TASK OBJECTIVE: Exactly and only the lines from the one containing "Per instance of the distant" through the close of the entries below are to be set down.
-*-
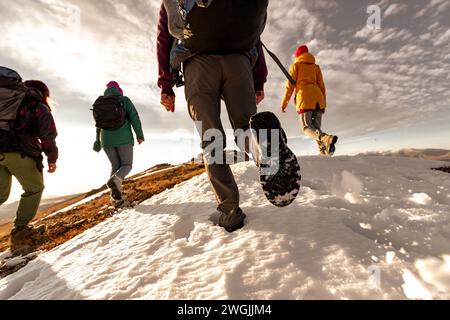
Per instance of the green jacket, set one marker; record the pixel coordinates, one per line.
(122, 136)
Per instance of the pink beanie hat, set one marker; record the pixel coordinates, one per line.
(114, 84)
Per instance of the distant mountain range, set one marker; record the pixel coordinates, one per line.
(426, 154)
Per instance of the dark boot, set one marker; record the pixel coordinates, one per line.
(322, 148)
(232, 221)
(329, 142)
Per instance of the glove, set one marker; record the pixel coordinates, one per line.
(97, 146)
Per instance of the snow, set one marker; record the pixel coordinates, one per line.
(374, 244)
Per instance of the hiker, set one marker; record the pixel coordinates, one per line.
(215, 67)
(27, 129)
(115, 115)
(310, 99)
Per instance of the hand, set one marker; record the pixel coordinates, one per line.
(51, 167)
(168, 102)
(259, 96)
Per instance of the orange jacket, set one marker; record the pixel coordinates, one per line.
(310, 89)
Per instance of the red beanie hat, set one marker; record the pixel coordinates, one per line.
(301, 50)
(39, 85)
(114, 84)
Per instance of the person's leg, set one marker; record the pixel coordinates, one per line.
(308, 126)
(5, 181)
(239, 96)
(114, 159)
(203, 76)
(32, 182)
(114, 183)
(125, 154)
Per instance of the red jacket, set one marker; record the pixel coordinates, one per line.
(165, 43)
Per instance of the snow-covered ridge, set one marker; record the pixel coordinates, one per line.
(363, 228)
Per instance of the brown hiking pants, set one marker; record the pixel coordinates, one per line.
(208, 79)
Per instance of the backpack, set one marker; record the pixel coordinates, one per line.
-*-
EXERCISE OUTPUT:
Per instance of the distant mountain range, set one marker; record the pixel coordinates, one per line.
(426, 154)
Per instance of the dark boot, set one marker; record the pixel coordinates, one per line.
(322, 148)
(232, 221)
(329, 142)
Per instance of the glove, set one marker; record the pixel coordinates, one per line.
(97, 146)
Per instance of the snow, set one marker; record the pixel coordinates, one per line.
(374, 244)
Per instance of the hiker, set one marker; record the pixel coordinates, one per line.
(215, 67)
(27, 129)
(115, 115)
(310, 99)
Per instance of the hand, set one marker; record the pixel coordinates, one per line.
(51, 167)
(168, 102)
(259, 96)
Per instance of the orange jacket, set one marker; record the pixel coordinates, one per line.
(310, 89)
Per instance of the red beanie hat, set one marker; record the pixel coordinates, one per line.
(301, 50)
(39, 85)
(114, 84)
Per instance of the person's leg, set one marker; record the pixel coordinates, one per line.
(308, 126)
(5, 181)
(239, 96)
(114, 159)
(203, 76)
(32, 182)
(114, 183)
(125, 154)
Per instance of the red jacket, set one marker; record the pixel coordinates, one per line.
(165, 43)
Per instance of the snow-covered ridge, set one marker; record the pixel coordinates, one per line.
(363, 228)
Per instance of the brown hiking pants, set one marker; record the pixel coordinates, one per line.
(208, 79)
Per instance of the backpack, set one marker; record the pixel coordinates, one per line.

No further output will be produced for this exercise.